*** SOURCE INFORMATION ***

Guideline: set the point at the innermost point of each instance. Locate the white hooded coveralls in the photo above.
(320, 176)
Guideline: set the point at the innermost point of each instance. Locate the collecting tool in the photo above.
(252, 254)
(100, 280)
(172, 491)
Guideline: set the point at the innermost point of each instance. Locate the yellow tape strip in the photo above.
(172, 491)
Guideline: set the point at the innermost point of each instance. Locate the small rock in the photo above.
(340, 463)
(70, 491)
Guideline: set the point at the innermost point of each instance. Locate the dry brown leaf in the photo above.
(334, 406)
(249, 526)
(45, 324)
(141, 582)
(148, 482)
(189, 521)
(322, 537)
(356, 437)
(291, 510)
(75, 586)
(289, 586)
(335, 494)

*** End of SOURCE INFORMATION ***

• [EXERCISE] Each line, starting with the one that holds "rock in the photo above." and ending with the last line of the listing, is to be restated exactly.

• [ANSWER BOX]
Guideline: set the point at the innermost point of each instance. Locate the small rock in the photo above.
(340, 463)
(70, 491)
Guideline: set the point at the innermost point of each instance. Locate the dry brown leaf in the photo above.
(334, 406)
(249, 526)
(45, 324)
(141, 582)
(148, 482)
(189, 521)
(322, 537)
(356, 437)
(291, 510)
(75, 586)
(289, 586)
(335, 494)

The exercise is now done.